━━━━━ SEITENAUSZUG ━━━━━

Gleich zu Anfang des Konzertes wurde das HR-Sinfonieorchester mit allen Kräften bis zum Anschlag gefordert. Unter Leitung des mexikanischen Gast-Dirigenten Carlos Miguel Prieto reizte das sehr gut einstudierte Orchester alle Farben dieser vielschichtigen Partitur überzeugend aus. Virtuose Blech- und Schlagzeugattacken auf der einen Seite und bewegende, sehrende Streicherklänge auf der anderen Seite. Dazu sarkastisch agierende Holzbläser. Prieto reizte die dynamische Palette niemals endlos aus, sondern war erkennbar um Struktur und Druchhörbarkeit bemüht. Das heftig geforderte HR-Sinfonieorchester zeigte eine große Leistung.

Vom musikalischen Expressionismus kann es kaum einen größeren Kontrast geben, als zum feingliedrigen Impressionismus von Claude Debussy zu wechseln! Dessen Rhapsodie Nr. 1 für Klarinette und Orchester brachte mit dem Solisten Martin Fröst einen versierten Interpreten, der sensibel die Klangwelt Debussys beschwor. Sanft und weich, wie aus dem Nichts kamen die Klangeinwürfe des Solisten. Überzeugend aber genauso die überragende Virtuosität, die Frösts Vortrag ebenso kennzeichnete. Das ursprünglich für Klavier und Klarinette komponierte Werk wurde von Debussy in einer Bearbeitung für Orchester 1911 veröffentlicht. Fröst und das HR-Sinfonieorchester agierten in einem sensiblen Dialog miteinander und sorgten so für einen sehr besonderen Farbwechsel in der ersten Konzerthälfte.

━━━━━ GEZEIGTES MATERIAL ━━━━━

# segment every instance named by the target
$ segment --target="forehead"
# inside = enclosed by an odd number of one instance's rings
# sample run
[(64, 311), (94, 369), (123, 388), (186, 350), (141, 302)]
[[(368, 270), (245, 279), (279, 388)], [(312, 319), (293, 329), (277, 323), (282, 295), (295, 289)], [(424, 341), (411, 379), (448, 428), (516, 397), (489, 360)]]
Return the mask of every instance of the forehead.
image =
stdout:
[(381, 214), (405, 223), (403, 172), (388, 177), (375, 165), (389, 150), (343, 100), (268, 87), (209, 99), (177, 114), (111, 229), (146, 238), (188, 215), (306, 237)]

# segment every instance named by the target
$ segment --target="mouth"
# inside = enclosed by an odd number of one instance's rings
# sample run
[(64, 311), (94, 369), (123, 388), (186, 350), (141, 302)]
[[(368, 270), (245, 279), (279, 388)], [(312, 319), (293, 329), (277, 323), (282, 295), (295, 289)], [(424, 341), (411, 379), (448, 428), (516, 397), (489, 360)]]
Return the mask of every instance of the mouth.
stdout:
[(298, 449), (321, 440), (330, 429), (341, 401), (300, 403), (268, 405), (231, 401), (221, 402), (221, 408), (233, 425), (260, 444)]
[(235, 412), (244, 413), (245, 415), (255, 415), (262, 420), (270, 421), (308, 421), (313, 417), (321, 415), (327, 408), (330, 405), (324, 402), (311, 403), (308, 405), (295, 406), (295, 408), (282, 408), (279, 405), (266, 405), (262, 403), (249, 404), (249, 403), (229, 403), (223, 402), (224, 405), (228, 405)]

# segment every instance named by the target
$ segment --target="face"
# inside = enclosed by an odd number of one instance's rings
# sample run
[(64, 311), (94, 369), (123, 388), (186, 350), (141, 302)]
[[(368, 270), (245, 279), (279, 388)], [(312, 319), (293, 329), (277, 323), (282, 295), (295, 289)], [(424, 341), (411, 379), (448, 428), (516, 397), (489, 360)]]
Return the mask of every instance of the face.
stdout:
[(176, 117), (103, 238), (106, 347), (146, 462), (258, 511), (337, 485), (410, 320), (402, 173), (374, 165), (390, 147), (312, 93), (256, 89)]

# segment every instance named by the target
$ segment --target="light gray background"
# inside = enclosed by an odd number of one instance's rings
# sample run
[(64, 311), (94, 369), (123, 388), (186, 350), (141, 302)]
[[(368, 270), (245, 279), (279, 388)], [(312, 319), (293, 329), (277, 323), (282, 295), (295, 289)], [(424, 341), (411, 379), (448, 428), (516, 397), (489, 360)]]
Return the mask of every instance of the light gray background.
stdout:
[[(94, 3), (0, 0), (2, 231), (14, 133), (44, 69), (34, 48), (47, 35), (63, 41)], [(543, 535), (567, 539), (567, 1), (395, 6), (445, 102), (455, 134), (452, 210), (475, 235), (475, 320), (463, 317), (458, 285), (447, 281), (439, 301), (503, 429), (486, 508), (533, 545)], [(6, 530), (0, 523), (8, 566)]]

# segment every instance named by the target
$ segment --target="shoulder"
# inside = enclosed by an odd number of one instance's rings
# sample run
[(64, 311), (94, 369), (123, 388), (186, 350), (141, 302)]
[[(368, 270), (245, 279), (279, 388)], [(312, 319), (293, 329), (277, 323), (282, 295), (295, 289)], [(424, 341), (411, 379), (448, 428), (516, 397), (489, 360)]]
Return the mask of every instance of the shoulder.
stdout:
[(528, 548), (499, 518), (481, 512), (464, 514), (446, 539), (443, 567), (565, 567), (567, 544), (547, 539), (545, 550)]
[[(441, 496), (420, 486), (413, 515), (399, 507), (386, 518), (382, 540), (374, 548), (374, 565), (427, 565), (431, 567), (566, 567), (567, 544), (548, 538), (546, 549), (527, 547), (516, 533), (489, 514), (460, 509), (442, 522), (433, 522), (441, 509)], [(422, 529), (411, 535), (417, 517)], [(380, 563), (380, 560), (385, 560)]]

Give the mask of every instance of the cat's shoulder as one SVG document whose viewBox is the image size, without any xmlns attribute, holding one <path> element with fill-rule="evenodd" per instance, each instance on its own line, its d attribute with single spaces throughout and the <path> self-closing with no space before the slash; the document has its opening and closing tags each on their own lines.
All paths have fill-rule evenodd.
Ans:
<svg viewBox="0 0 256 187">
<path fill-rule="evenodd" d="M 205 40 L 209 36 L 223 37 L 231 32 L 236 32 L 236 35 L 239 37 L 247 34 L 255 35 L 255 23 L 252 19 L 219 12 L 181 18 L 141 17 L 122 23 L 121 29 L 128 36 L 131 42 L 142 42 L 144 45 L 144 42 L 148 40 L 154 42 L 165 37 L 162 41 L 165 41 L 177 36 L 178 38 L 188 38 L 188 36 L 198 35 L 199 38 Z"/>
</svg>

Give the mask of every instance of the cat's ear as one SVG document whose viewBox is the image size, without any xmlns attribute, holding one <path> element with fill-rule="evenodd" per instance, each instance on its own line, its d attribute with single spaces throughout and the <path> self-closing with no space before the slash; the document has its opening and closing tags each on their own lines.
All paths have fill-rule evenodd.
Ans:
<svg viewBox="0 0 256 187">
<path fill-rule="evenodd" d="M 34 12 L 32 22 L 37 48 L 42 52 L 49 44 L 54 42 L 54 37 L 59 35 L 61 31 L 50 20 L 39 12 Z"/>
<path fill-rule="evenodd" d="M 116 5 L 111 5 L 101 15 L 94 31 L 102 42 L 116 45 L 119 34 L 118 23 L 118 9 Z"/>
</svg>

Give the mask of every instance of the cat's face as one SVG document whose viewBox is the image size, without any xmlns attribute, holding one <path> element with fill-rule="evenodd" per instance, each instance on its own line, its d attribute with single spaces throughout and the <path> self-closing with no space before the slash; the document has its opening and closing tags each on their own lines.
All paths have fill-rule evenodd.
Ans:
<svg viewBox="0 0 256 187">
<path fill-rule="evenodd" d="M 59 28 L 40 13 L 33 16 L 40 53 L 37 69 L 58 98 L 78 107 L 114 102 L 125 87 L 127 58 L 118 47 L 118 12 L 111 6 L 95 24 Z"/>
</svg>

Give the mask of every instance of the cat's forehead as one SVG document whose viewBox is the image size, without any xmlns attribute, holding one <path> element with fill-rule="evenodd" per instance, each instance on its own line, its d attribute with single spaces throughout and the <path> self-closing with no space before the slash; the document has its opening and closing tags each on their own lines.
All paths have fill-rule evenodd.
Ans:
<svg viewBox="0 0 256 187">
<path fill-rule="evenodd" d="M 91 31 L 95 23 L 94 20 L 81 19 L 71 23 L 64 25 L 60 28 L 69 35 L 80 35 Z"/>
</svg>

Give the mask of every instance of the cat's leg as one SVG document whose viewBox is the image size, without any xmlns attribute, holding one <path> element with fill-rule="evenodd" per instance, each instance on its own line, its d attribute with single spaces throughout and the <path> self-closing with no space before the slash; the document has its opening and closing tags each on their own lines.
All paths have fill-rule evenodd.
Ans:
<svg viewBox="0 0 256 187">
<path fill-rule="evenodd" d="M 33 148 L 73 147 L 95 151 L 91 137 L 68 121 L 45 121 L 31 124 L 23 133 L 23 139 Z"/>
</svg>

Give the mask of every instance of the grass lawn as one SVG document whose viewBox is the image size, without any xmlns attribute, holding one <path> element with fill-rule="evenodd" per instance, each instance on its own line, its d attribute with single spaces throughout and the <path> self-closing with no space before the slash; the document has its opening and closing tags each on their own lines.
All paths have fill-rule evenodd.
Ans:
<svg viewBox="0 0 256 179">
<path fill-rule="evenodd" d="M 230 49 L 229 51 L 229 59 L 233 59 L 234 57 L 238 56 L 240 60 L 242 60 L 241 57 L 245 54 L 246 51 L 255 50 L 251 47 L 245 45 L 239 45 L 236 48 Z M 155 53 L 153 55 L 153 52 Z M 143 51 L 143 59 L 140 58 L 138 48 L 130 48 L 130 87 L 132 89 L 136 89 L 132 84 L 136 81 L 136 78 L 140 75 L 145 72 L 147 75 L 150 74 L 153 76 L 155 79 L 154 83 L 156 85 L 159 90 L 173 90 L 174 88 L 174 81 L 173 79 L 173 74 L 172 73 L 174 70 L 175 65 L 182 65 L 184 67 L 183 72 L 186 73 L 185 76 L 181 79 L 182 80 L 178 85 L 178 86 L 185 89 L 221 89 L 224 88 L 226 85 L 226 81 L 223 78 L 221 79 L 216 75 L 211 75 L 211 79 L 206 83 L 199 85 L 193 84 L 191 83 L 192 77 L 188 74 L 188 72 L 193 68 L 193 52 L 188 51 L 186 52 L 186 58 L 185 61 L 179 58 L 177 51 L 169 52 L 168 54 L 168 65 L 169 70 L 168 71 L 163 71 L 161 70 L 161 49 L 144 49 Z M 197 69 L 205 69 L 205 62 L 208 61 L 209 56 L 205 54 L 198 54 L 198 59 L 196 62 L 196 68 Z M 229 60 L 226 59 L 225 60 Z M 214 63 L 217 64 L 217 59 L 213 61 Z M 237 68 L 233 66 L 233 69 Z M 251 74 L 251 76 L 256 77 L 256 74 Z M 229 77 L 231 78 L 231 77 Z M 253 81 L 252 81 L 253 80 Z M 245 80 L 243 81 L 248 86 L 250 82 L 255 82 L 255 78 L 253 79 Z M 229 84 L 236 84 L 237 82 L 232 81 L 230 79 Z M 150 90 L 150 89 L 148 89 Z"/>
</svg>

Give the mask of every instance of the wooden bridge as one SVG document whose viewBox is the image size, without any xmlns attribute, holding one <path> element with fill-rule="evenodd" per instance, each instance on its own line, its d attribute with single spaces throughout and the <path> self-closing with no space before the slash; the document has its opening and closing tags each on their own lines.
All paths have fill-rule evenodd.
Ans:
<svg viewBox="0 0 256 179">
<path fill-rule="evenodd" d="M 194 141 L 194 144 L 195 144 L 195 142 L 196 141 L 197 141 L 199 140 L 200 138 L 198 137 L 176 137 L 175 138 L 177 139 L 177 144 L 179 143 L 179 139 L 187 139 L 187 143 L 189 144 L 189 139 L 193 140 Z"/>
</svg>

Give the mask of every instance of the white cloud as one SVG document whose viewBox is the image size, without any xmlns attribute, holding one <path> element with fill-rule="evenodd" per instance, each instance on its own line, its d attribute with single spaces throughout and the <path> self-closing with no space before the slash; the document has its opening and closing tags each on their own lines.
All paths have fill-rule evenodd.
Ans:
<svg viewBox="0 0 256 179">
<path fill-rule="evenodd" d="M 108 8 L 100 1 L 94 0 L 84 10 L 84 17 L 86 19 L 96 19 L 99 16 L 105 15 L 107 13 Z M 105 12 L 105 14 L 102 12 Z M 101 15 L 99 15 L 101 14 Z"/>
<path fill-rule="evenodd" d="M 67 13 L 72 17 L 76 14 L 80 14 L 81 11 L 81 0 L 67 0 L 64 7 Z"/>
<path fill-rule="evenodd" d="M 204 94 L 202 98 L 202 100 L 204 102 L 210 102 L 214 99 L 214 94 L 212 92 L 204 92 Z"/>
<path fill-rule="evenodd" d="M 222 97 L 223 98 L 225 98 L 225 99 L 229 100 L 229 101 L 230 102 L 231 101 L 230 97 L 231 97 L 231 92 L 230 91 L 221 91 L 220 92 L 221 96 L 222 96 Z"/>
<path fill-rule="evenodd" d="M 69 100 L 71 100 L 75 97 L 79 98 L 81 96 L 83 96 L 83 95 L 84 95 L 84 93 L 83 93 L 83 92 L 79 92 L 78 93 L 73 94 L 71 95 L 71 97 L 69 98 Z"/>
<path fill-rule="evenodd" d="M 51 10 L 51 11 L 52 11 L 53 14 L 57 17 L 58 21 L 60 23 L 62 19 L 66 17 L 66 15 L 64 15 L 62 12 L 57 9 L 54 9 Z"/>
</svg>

━━━━━

ARBEITSAUFTRAG:
Führen Sie die Konzertkritik zum Auftritt des HR-Sinfonieorchesters im Anschluss an ihren letzten Satz weiter.

LÖSUNG:
Danach erklang dann das Klarinettenkonzert „Peacock Tales“ des schwedischen Komponisten Anders Hillborg. Uraufgeführt 1998 widmete er dieses Konzert dem Solisten des Abends, der es sich nicht nehmen ließ, daraus eine besondere Performance zu machen. Fröst, der auch ausgebildeter Ballettänzer ist, stellte sich ganzheitlich, d.h. tanzend, pantomimisch, z.T. maskiert und musizierend in den Dienst des Konzertes, agierte die zwischen Diatonik und A-Tonalität umher tänzelnde Musik komplett aus. Unfassbar groß die dynamischen Effekte, die er mit seiner Klarinette erzielte. Das hellwache HR-Sinfonieorchester war sehr aufmerksam und überraschte am Ende als sauber intonierendes Gesangskollektiv! Dazu wurde das Orchesterpodium immer wieder in wechselnde Farbstimmungen beleuchtet. Ein ungewöhnliches Experiment im Rahmen eines klassischen Konzertes, das beim Publikum besonderen Anklang fand! Bejubelt dann die Zugabe, die Martin Fröst mit dem Orchester gemeinsam gab. Eine Improvisation mit vielen Klezmer-Musikanteilen. Große Begeisterung!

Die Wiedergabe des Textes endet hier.